**Supplied records:**
====
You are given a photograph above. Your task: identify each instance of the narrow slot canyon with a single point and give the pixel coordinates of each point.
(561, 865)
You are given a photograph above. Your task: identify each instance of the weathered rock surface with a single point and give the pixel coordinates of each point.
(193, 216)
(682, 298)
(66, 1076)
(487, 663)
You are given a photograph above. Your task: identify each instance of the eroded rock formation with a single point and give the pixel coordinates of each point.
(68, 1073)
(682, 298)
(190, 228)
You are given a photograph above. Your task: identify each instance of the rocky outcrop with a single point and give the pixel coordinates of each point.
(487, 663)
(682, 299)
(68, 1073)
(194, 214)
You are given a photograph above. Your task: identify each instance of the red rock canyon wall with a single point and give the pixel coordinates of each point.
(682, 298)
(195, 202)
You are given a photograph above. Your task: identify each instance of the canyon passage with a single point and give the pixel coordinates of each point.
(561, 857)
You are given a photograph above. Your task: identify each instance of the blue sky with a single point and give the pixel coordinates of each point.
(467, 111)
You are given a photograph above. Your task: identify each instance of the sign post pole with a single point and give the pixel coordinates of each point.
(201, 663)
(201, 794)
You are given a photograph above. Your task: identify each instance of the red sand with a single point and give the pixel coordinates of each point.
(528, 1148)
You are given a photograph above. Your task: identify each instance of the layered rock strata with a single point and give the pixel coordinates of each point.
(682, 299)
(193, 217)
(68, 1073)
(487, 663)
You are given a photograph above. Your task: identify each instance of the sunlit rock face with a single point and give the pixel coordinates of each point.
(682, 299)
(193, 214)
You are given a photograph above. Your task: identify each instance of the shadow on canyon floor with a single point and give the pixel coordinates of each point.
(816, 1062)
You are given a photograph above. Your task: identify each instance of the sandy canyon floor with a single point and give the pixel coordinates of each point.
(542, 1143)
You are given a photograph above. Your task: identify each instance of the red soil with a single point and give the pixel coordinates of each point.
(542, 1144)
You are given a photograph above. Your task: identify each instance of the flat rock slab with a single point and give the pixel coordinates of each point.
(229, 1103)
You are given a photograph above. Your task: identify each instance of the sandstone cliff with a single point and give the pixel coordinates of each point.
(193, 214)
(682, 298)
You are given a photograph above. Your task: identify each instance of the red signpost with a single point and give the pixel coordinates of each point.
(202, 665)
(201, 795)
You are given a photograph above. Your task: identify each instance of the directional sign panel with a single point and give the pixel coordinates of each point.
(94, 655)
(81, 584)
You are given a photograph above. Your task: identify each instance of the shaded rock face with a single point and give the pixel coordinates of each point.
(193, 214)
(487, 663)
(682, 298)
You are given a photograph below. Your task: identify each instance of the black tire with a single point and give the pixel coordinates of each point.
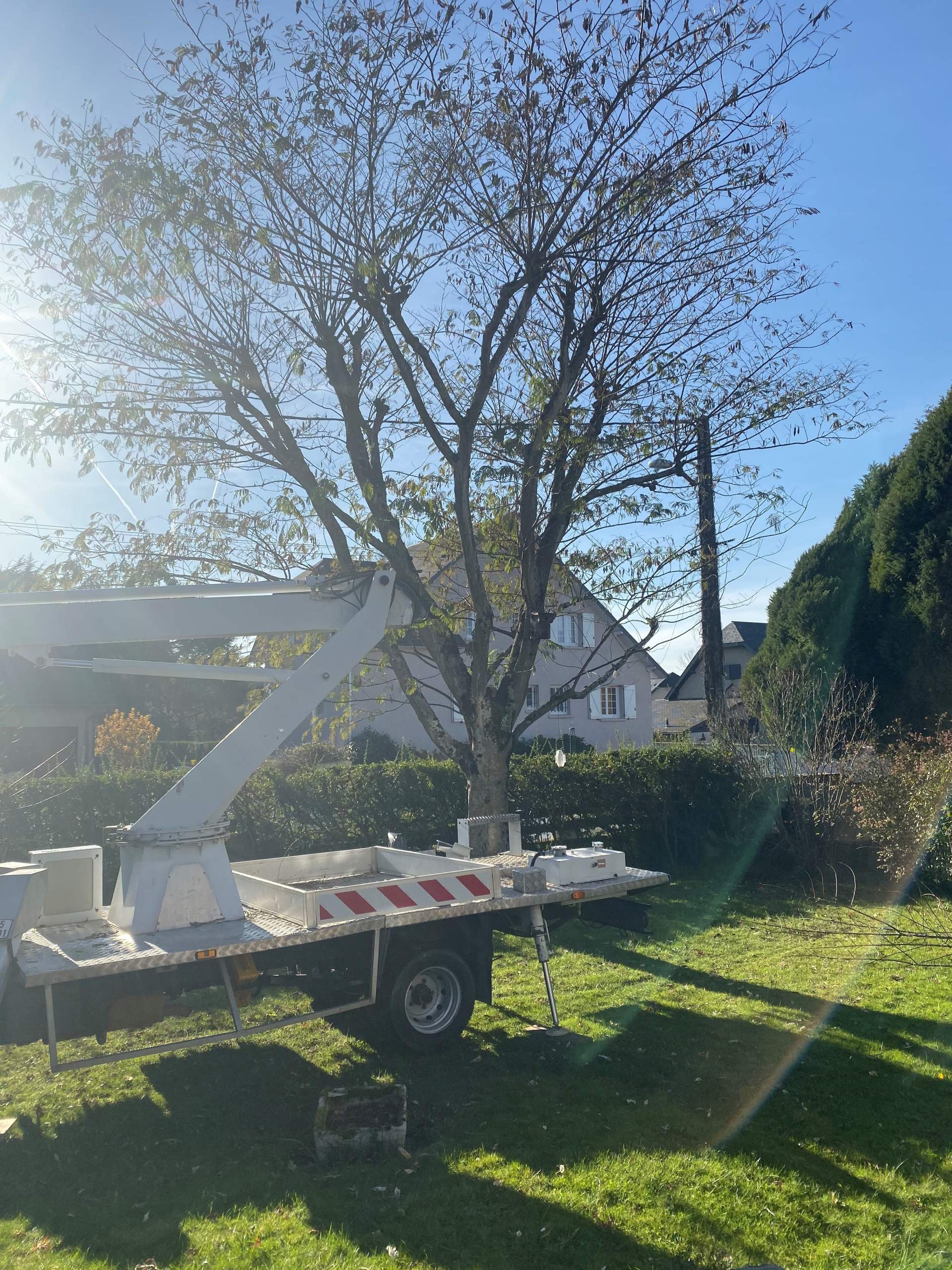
(431, 999)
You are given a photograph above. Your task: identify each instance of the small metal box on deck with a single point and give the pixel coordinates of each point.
(74, 886)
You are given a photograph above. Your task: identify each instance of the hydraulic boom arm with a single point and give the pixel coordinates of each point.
(175, 868)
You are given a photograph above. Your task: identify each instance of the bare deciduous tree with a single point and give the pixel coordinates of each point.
(411, 275)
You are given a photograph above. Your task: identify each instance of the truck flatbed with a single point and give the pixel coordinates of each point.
(84, 951)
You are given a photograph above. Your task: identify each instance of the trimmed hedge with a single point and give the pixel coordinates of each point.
(668, 806)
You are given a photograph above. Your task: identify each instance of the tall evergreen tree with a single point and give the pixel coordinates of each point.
(875, 596)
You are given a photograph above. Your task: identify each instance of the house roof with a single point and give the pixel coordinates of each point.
(734, 635)
(752, 634)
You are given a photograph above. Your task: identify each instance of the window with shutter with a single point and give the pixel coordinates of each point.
(611, 701)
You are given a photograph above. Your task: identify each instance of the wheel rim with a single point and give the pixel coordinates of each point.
(432, 1000)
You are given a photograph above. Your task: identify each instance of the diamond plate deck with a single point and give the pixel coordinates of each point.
(85, 951)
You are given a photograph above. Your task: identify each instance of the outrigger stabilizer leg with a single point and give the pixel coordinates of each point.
(537, 925)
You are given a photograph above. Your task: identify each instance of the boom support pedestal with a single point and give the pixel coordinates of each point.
(176, 882)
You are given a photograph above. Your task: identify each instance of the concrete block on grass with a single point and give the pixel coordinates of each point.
(359, 1121)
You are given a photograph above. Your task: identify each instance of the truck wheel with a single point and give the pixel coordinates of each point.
(431, 1000)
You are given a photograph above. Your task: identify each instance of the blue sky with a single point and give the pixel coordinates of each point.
(878, 127)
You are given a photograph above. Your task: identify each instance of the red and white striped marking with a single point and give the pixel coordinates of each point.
(404, 893)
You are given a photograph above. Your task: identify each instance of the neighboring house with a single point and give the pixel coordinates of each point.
(683, 708)
(619, 711)
(46, 714)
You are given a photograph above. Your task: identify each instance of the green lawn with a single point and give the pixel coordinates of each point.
(722, 1114)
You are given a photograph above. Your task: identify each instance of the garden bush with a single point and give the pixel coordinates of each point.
(664, 807)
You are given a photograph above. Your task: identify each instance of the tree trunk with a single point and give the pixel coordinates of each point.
(711, 634)
(488, 785)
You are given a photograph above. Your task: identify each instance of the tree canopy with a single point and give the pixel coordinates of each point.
(433, 275)
(875, 596)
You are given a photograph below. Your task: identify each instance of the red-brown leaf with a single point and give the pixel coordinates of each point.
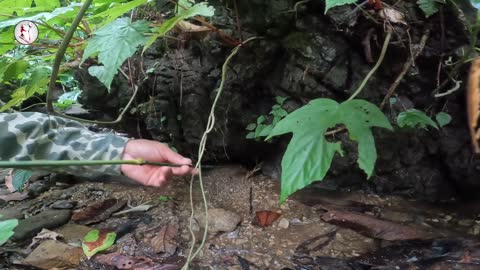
(265, 218)
(98, 211)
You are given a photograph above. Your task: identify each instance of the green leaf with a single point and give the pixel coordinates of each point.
(250, 135)
(97, 240)
(261, 119)
(280, 100)
(309, 154)
(20, 177)
(200, 9)
(6, 229)
(414, 118)
(126, 36)
(251, 126)
(443, 119)
(13, 70)
(333, 3)
(48, 4)
(429, 7)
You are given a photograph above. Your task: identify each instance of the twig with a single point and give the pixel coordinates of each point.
(201, 151)
(448, 92)
(379, 61)
(406, 67)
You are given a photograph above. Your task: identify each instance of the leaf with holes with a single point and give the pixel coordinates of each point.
(414, 118)
(309, 154)
(334, 3)
(443, 119)
(98, 240)
(20, 177)
(6, 229)
(126, 36)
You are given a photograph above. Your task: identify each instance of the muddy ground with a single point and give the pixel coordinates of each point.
(304, 236)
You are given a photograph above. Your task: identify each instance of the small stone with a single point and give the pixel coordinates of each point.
(62, 204)
(48, 219)
(283, 223)
(54, 254)
(73, 233)
(219, 220)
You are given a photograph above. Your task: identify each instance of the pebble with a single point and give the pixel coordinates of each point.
(62, 204)
(219, 220)
(48, 219)
(283, 223)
====
**The exercise:** Substitute "image" for "photograph" throughout all of the records and reproduce them with everything else unchanged. Omit the pictures from your answer.

**Problem solution:**
You are given a image above. Your task: identify each instance of the narrow slot canyon with a single point and give the pixel coordinates of each point.
(561, 865)
You are given a image above. Your task: identify each instance of the weathered rock surface with a single point and give the pixel coordinates of each point.
(193, 216)
(682, 298)
(66, 1076)
(487, 663)
You are given a image above. Your task: identify each instance of the eroded rock formation with a single point and give the pixel coordinates of each point.
(68, 1073)
(682, 298)
(190, 228)
You are given a image above. Your task: identify each instance of the rocky outcrop with a single point and give the pixel coordinates of each point.
(487, 663)
(682, 299)
(68, 1073)
(194, 214)
You are given a image above. Your task: identify each instance of the red rock canyon wall with a single point and give the pixel coordinates of each point.
(682, 298)
(195, 202)
You are given a image above. Your task: identify each instance of the canyon passage with a single point and give the pixel coordinates of each point.
(561, 857)
You are given a image above. Your task: identify each instance of the blue sky with a single point and give the pixel coordinates of each point.
(467, 111)
You are given a image above. Your task: identify each instance of the sign post pole with a single point and give the pixel coordinates of each point.
(201, 663)
(201, 794)
You are given a image above. Your task: identify each instance of the red sand with a single point and give the pixel coordinates of each point.
(528, 1148)
You are given a image above. Your task: identify each instance of the layered rock strata with a single point and give the pixel coordinates of each point.
(682, 299)
(193, 217)
(68, 1073)
(487, 663)
You are given a image above. Your task: identify each instance of the sunlit rock face with a single point and give the pixel coordinates of each point.
(682, 299)
(193, 214)
You are given a image above. Your task: identify each instance of the shadow on canyon floor with a single point and give the pixel coordinates of each point.
(816, 1062)
You are given a image above. Your task: identify each instance of the sandy canyon floor with a single point and give the pixel coordinates of each point.
(542, 1143)
You are given a image above. Your task: identify each instance of the red soil with a single point and give the pixel coordinates of each point.
(542, 1144)
You are given a image above. Your task: identify each instance of the flat rock slab with a single point and give the pixel coordinates of each point.
(229, 1103)
You are given a image above. Your task: identify each instance of the sandstone cliff with a single point and give the pixel coordinates of each point.
(193, 214)
(682, 298)
You are given a image above. Your task: identify each instance of the red signpost with a single point and give the pixel coordinates of each point.
(202, 665)
(201, 795)
You are given a image above. Your task: identify each instance of the directional sign panel with a single point and give the pixel coordinates of each point.
(94, 655)
(81, 584)
You are given a image above. Your task: identify each instance of the shaded rock face with a single point and give the pixel coordinates of each point.
(193, 214)
(487, 663)
(682, 298)
You are given a image below. Your task: identify each instance of the black tire with a single point and give the pixel coordinates of each point.
(431, 999)
You are given a image above. Your task: identify each instance of the small metal box on deck with a single point and give the pixel coordinates of each point.
(74, 886)
You are given a image above. Your task: identify each instance of the hydraulic boom arm with a single point and give the pixel coordinates of each point.
(175, 868)
You are given a image above. Your task: identify each instance of the bare deciduous tree with a single point and give the pixel coordinates of each point.
(411, 275)
You are given a image above. Your task: identify each instance of the truck flatbed with a single point and give the pixel coordinates of each point.
(84, 951)
You are given a image above. Your task: identify each instance of the trimmed hedge with a single point and give the pixel coordinates of each point.
(668, 806)
You are given a image above. Your task: identify each instance of the tall evergreen tree with a single point and give the pixel coordinates of each point.
(875, 596)
You are given a image above. Your task: identify each instance of the house roof with a single point and give the pixel coordinates of each point.
(734, 635)
(752, 634)
You are given a image above. Your task: identify each instance of the window with shutter with a single point and give the pixel coordinates of each point.
(611, 701)
You are given a image above. Your task: identify each instance of the wheel rim with a single point and give the pixel coordinates of each point.
(432, 1000)
You are given a image above. Your task: identify each instance of the diamond plate deck with a single point and give the pixel coordinates of each point.
(85, 951)
You are given a image above. Your task: identify each instance of the outrigger stabilizer leg with a single point and give the pixel coordinates of each point.
(537, 925)
You are given a image above. Your task: identify each instance of the boom support pedestal with a single point and give the pixel coordinates of each point.
(176, 882)
You are given a image above. Your task: identify each instance of the concrete block on grass with a single point and give the pixel coordinates of each point.
(359, 1121)
You are given a image above. Your task: identify each instance of the truck wheel with a single point and give the pixel coordinates of each point.
(431, 1000)
You are given a image above. Your task: identify each instance of the blue sky with a single point and give the pixel coordinates of each point.
(878, 127)
You are given a image above. Your task: identify each instance of the red and white striped marking with a single point and give the pixel coordinates of each point.
(404, 893)
You are given a image above. Your task: identify each instance of the neighboring house with a single point and give the pixel coordinates of each point.
(683, 708)
(619, 711)
(46, 714)
You are given a image above. Your task: identify each instance of the green lawn with a single point and give the pixel coordinates of each point.
(722, 1114)
You are given a image above. Your task: identify each instance of the garden bush with a single point and give the pixel coordinates of each point.
(664, 807)
You are given a image above. Your task: identify each instance of the tree trunk with a single point and give the pixel coordinates of each point.
(711, 634)
(488, 785)
You are given a image above. Your task: identify each instance of the tree canopy with a single point and give the pixel coordinates of each point.
(433, 275)
(875, 596)
You are given a image below. Your task: identify each instance of the red-brown leaf with a single point and give the pixel coordinates of each point.
(265, 218)
(98, 211)
You are given a image above. Your task: identify each instance of the green leaf with a single point and give the pixel coordinates of each point.
(250, 135)
(97, 240)
(261, 119)
(280, 100)
(309, 154)
(20, 177)
(200, 9)
(6, 229)
(414, 118)
(126, 36)
(251, 126)
(443, 119)
(13, 70)
(333, 3)
(48, 4)
(429, 7)
You are given a image above. Your task: identify each instance of the twig with a single point and give the pixel coordinates of each point.
(201, 151)
(448, 92)
(379, 61)
(406, 67)
You are given a image above. Your task: identify each instance of the leaf with holes with a single point and give the pixel coordinates of each point.
(414, 118)
(309, 154)
(334, 3)
(443, 119)
(98, 240)
(20, 177)
(6, 229)
(126, 36)
You are given a image above. Your task: identify each instance of the muddy ground with a single point and give the pixel coordinates of each point.
(304, 236)
You are given a image above. Your task: identify each instance of the small stone with a single point and give the pixel coordinates of each point.
(62, 204)
(48, 219)
(283, 223)
(54, 254)
(73, 233)
(219, 220)
You are given a image above. Your task: identify each instance of the pebble with a single point and give the pixel coordinates of each point.
(62, 204)
(219, 220)
(48, 219)
(283, 223)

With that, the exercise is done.